Marathon Petroleum

Annual Meeting: April 28, 2021

Marathon’s 2020 Summary Compensation Table shows high pay for two executives in transition: newly-appointed CEO Michael J. Hennigan and former CEO Gary R. Heminger. Hennigan made $15,534,265 in 2020, more than doubling his compensation package from 2019 ($7,656,867) when he was CEO and President of Marathon’s subsidiary, MPLX.  Heminger’s total compensation decreased to $10,005,700 in 2020, given that he only served as CEO for ten weeks of the fiscal year. However, this does not provide the full picture of his compensation package. Specifically, Heminger’s generous retirement provisions have raised concerns among shareholders and has become the focus of a vote no campaign by the International Brotherhood of Teamsters (the “Teamsters”).

 

The Teamsters launched its campaign in March with a letter filed at the SEC highlighting Heminger’s “exorbitant retirement package,” stating:

 “It is not unusual to see long-tenured CEOs retire with relatively large retirement benefits, although Heminger’s includes a $35.1 million pension benefit, a $12.9 million defined contribution account, and accelerated equity, is sizable even by CEO standards. A far less common practice, however, is Marathon’s payment of a $6 million restricted stock award to Heminger the day before he stepped down as chair (April, 29, 2020), and a full six weeks after he resigned as CEO role.”

 The letter urges shareholders to not only oppose pay but also support a proposal regarding the treatment of equity in the case of a change in control. The Teamsters state that the current policy, which allows for accelerated vesting following a change in control, is “starkly at odds with a pay-for-performance approach.” Instead, the proposal advocates for the “adoption of a pro-rata vesting approach,” which “offers far better alignment with, and value for, shareholders.”

> [PROBLEMS AND TASKS]:
1: According to the passage on Marathon Petroleum executive pay, how much total compensation did Michael J. Hennigan receive in 2020?
2: Extend the passage on Marathon Petroleum executive pay by writing what comes next after its final sentence.

> [DATA SECTION]:
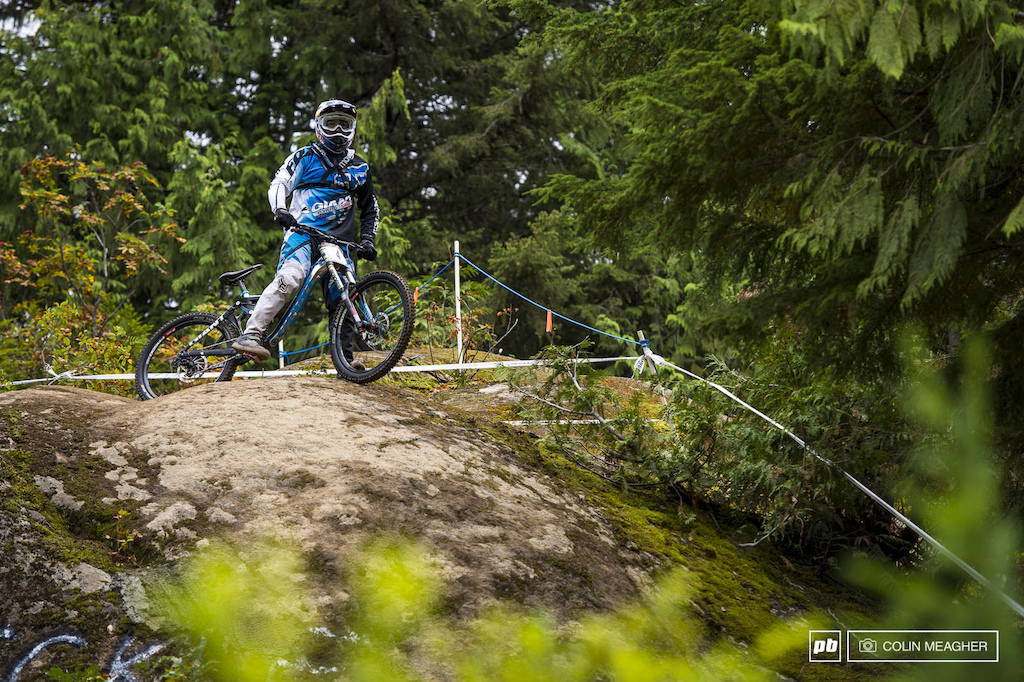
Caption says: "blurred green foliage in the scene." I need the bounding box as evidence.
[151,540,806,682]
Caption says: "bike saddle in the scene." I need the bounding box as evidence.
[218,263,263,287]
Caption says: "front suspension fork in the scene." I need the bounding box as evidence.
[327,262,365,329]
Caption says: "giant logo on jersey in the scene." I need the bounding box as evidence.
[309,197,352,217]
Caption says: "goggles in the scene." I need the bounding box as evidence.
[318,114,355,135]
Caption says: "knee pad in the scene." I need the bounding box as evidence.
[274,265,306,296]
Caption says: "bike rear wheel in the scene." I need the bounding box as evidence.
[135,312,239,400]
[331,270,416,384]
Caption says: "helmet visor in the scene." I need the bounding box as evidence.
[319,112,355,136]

> [ANSWERS FOR THE EXERCISE]:
1: $15,534,265

2:
Finally, the Teamsters’ letter contends that the company demonstrates “skewed human capital management priorities” in its recent pay decisions, even beyond its executive compensation packages. Specifically, the 200-worker lockout at Marathon’s St. Paul refinery and the company’s $411 million COVID-related benefit taken from the CARES Act. In fact, a recent article identified Marathon as the “largest beneficiary of government assistance,” noting that the company received $2.1 billion in tax breaks while laying off more than a tenth of its workforce in 2020.

“[The company] had no problem paying their executives for good performance when they didn’t perform well,” said Chris Kuveke, a researcher at BailoutWatch. “I don’t believe we should subsidize an industry that has been supported by the government for the past 100 years. It’s time to stop subsidizing them and start facing the climate crisis.”